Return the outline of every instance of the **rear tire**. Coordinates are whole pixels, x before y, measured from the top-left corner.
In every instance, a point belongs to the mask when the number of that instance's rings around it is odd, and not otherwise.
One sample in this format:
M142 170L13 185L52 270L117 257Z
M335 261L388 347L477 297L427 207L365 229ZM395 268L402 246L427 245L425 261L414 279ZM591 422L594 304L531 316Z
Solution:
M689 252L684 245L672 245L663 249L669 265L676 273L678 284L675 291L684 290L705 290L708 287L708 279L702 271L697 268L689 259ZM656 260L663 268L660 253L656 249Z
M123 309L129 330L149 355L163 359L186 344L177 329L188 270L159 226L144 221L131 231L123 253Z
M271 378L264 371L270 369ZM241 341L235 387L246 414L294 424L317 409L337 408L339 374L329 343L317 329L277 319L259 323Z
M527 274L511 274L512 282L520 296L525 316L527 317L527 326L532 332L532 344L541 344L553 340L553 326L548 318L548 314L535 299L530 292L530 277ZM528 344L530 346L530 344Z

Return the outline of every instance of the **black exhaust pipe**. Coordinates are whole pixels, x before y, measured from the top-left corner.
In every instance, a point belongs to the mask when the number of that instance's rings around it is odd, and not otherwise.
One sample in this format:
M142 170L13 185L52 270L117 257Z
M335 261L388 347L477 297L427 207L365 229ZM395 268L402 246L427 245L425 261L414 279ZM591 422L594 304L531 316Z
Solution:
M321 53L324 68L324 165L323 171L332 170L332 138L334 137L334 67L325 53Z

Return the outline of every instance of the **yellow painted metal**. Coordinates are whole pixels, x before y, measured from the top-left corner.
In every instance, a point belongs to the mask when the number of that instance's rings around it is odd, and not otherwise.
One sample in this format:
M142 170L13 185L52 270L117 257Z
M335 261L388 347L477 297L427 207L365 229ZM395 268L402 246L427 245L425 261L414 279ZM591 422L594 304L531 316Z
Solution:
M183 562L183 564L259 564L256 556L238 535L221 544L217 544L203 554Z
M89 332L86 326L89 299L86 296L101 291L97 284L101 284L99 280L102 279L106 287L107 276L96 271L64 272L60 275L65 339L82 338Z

—————

→ What to work on
Rewrite all of the data above with "upper-left corner" in place of every "top-left corner", keeping everything else the same.

→ Result of the exercise
Return the outline of every instance of the **rear tire**. Coordinates are whole pixels, x before y, measured from the upper-left corner.
In every instance, a point belongs to the mask when the number of that instance's rings around it is odd, and not otherwise.
One sample in this format:
M142 170L13 185L52 270L117 257Z
M335 261L388 347L477 297L427 207L365 229ZM395 268L402 246L427 245L425 261L414 279ZM591 422L594 304L531 316Z
Solution:
M689 252L684 245L672 245L663 249L669 265L676 273L678 284L675 291L684 290L705 290L708 287L708 279L702 271L697 268L689 259ZM656 260L663 268L660 253L656 249Z
M123 309L129 330L149 355L163 359L186 344L177 329L188 270L159 226L144 221L131 231L123 253Z
M271 378L264 371L270 369ZM241 341L235 387L246 414L294 424L317 409L337 408L339 374L329 343L317 329L277 319L259 323Z
M527 274L511 274L512 282L520 296L525 316L527 317L527 326L532 332L532 344L541 344L553 340L553 326L548 318L548 314L535 299L530 292L530 277ZM528 344L530 346L530 344Z

Return the outline of every instance of the **black exhaust pipe**. Coordinates are whole pixels, x before y, measured from the upper-left corner.
In every instance, a point belongs to the mask when the number of that instance's rings around it is odd, and not otherwise.
One sample in this format:
M142 170L13 185L52 270L117 257Z
M335 261L388 347L477 297L427 207L365 229ZM395 268L402 246L427 245L425 261L414 279ZM591 422L594 304L531 316Z
Solution:
M321 53L324 68L324 165L323 171L332 170L332 138L334 137L334 67L325 53Z

Return the outline of every instance of the **yellow painted metal**. Coordinates are whole pixels, x before y, measured from the upper-left corner.
In every instance, a point belongs to the mask when the number of that instance's rings around it is odd, and not otherwise.
One sample in this format:
M142 170L13 185L52 270L117 257Z
M335 261L388 347L477 297L427 207L365 229ZM395 268L402 246L427 245L425 261L414 279ZM591 422L594 304L531 316Z
Solution:
M183 562L183 564L259 564L256 556L238 535L221 544L217 544L203 554Z
M89 332L86 326L89 299L86 296L101 291L97 284L101 284L99 280L102 279L106 287L107 276L96 271L64 272L60 275L65 339L82 338Z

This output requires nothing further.